→ Source document:
-- Opening Marker --
Students Urge Congress to Support Billions in Funding to Combat Coronavirus

U.S. Capitol building
September 23, 2020

During a recent virtual meeting with staff members from the office of US Senate Minority Leader Charles E. Schumer (D-NY), students from St. John’s University advocated that Congress provide billions of dollars in its international response to COVID-19.

The visit with Yazeed Abdelhaq, Senator Schumer’s Legislative Correspondent, capped a two-day, national effort that Catholic Relief Services (CRS) organized this summer to train college students and faculty on effectively advocating members of Congress to support $12 billion in its next supplemental package to overseas nations. Many of these areas have poor and vulnerable populations that are being devastated by the pandemic.
-- Closing Marker --
→ Data:
-- Opening Marker --
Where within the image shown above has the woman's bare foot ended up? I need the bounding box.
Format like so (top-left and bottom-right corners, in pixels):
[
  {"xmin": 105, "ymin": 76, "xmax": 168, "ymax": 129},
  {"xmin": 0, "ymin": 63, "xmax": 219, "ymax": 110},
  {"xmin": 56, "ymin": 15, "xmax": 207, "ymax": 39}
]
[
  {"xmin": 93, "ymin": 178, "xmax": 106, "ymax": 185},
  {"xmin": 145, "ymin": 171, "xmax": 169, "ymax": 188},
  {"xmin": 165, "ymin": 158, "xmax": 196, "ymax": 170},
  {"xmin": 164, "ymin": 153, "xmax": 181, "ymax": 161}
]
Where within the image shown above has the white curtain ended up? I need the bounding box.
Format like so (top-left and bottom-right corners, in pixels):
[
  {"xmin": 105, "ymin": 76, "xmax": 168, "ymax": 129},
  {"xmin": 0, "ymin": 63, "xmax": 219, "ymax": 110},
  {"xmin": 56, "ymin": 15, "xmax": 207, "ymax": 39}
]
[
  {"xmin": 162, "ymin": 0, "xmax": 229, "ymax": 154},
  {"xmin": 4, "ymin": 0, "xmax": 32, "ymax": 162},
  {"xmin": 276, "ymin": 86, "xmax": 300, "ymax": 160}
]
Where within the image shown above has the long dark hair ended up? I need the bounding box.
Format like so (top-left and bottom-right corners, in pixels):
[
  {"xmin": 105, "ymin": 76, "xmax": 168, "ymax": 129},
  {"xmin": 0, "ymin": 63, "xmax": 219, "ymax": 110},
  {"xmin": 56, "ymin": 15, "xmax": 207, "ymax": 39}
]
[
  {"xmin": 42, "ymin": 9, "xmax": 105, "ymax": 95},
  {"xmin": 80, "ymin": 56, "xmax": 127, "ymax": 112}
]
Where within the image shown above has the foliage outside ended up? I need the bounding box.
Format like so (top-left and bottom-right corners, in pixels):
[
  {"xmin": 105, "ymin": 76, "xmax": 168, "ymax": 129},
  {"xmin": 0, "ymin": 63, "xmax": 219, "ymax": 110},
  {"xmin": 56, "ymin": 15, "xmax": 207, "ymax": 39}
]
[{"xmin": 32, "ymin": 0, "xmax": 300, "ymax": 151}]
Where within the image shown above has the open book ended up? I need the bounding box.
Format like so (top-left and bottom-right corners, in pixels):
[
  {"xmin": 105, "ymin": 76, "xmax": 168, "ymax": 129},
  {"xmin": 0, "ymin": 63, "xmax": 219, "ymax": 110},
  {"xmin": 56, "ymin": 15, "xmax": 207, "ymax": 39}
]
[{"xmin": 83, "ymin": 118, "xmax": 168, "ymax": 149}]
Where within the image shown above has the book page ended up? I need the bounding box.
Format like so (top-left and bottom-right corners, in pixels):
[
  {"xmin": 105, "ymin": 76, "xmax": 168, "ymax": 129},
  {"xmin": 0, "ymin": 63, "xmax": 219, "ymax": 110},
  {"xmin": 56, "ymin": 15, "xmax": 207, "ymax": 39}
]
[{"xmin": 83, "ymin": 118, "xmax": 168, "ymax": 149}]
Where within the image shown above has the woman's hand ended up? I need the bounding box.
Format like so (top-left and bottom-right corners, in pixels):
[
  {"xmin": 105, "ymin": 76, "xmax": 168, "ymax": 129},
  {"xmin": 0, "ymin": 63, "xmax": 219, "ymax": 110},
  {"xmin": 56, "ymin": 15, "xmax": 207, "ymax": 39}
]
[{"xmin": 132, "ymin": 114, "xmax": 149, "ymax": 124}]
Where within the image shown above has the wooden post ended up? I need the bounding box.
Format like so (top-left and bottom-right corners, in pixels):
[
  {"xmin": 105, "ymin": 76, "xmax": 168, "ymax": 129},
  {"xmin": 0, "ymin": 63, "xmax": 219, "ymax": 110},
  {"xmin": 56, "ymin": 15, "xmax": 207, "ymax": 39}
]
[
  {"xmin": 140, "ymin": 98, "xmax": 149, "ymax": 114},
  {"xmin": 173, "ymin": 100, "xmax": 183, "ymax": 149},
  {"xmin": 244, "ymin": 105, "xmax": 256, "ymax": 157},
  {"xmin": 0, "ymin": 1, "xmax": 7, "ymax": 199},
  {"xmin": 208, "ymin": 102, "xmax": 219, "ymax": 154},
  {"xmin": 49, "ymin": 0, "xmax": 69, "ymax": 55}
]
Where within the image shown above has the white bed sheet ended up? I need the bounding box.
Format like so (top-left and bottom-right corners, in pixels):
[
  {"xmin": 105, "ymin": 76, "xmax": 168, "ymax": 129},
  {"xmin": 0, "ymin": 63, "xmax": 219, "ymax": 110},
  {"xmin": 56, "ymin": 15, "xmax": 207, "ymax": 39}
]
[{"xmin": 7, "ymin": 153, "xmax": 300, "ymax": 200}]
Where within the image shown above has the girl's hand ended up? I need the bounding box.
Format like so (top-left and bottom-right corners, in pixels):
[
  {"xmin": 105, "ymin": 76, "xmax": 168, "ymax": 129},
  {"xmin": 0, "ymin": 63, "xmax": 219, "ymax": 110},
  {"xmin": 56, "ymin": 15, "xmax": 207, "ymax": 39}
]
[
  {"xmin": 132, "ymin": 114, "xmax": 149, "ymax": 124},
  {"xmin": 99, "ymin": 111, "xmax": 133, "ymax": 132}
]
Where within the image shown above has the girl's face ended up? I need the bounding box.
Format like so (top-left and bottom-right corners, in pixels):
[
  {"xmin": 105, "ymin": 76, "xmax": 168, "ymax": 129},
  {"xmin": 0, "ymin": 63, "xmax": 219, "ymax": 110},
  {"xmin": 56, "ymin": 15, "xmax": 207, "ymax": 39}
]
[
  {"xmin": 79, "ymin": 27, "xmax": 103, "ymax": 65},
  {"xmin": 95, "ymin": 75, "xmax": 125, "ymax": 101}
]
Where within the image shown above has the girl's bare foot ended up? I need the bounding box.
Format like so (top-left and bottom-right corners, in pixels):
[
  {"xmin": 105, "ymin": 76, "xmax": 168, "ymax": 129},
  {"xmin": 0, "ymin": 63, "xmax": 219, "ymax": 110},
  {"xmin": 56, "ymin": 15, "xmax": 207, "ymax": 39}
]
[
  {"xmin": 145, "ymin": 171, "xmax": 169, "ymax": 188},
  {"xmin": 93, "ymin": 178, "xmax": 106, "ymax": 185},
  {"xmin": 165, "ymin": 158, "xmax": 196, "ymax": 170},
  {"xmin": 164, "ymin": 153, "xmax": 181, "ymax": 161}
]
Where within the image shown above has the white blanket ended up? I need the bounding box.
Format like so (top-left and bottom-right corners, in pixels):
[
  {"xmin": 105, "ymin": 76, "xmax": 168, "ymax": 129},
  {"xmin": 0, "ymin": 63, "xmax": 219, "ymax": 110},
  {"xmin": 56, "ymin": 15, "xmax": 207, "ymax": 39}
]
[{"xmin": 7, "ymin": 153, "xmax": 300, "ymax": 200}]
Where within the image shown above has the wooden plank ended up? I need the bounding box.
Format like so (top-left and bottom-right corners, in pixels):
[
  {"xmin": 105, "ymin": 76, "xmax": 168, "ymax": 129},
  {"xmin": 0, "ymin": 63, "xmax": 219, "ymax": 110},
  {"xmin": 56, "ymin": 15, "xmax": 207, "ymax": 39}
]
-- Closing Marker --
→ Activity:
Can you write the next part of the article on St. John's University students urging Congress to fund the international COVID-19 response, picking up after its final sentence? The records are separate material, unrelated to the article on St. John's students and COVID-19 funding.

→ Answer box:
Catholic Relief Services is the official international humanitarian agency of the Catholic community in the United States. They work to assist the poor while responding to major emergencies, fighting disease, and nurturing peaceful and just societies around the world. CRS served more than 159 million people in 114 countries in 2019. 

The event, “CRS Virtual Voices 2020: Encuentro y Acción,” was an opportunity for participants to encounter global voices from CRS’s work and learn about impactful techniques and strategies to build relationships with policymakers. CRS assisted in coordinating the three-hour virtual visits, and St. John’s faculty members were present to observe and encourage the students. St. John’s CRS Global Campus Committee, composed of faculty, administrators, and CRS student ambassadors, coordinated the University’s participation.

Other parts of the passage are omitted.